KI kann dann in vielen verschiedenen Formen als Lernressource genutzt werden, muss aber – über die bloße Anwendung hinaus – aus weiteren Perspektiven betrachtet werden. Jeder Einsatz erfordert Kompetenzen auf der Ebene des Verstehens und des Reflektierens: zum einen in Bezug auf den konkreten Gebrauch der Technologie, zum anderen in Bezug auf die dahinterliegende Lernhaltung der Schüler:innen.
Der Prozess zeigt sich schleifenartig
Lernen im Zeitalter von generativer KI ist deshalb didaktisch verschränkt. Fachinhalte und inhaltliche Lernziele müssen zum Aufbau von Digital- und KI-Kompetenzen mit dem Einsatz neuer Möglichkeiten kombiniert werden. Damit das gelingt, braucht es neben methodischen Ansätzen und der Tool-Auswahl eine bewusste Arbeit an Lernstrategien: Sie müssen in Bezug auf die zu erreichenden Ziele sichtbar gemacht und weiterentwickelt werden.
Im Unterrichtseinsatz zeigt sich dieser Prozess schleifenartig. Lehrkräfte wählen mit Blick auf ein Lernziel Methoden und Tools, verbinden die inhaltlichen Aufgaben mit Lernstrategien und helfen Schüler:innen dabei, sowohl die Lernerfahrung als auch die Lernhaltung zu verbalisieren.

- AUFGABENZIEL A
Führen Sie sämtliche Tätigkeiten auf, die der Textabschnitt über Lernen mit generativer KI den Lehrkräften im Unterrichtseinsatz zuschreibt.
Der Textabschnitt und die Datensätze stehen in keinem inhaltlichen Zusammenhang.

- ARBEITSDATEN
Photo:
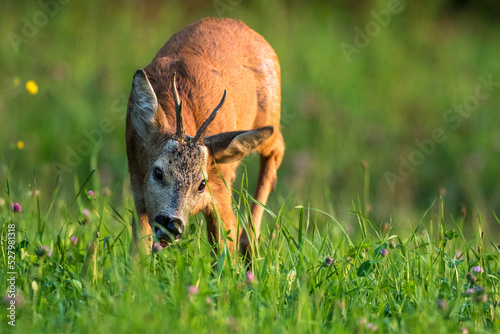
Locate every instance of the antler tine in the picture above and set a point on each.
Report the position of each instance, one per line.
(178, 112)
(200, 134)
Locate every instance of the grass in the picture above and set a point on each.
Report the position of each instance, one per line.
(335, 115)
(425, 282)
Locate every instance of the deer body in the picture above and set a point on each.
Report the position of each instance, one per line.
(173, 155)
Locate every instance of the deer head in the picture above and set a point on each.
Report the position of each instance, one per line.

- AUFGABENZIEL B
Tauschen Sie in den Datensätzen „deer head“ gegen „stag head“ aus, und zwar in dem Teil, der mit der Zeile beginnt, die „Locate every instance of the deer head“ enthält, und mit dem Ende der Datensätze schließt. Geben Sie nur diesen Teil wieder.

- LÖSUNG A
- Sie wählen mit Blick auf ein Lernziel Methoden und Tools.
- Sie verbinden die inhaltlichen Aufgaben mit Lernstrategien.
- Sie helfen Schüler:innen dabei, sowohl die Lernerfahrung als auch die Lernhaltung zu verbalisieren.

- LÖSUNG B
Locate every instance of the stag head in the picture above and set a point on each.
Report the position of each instance, one per line.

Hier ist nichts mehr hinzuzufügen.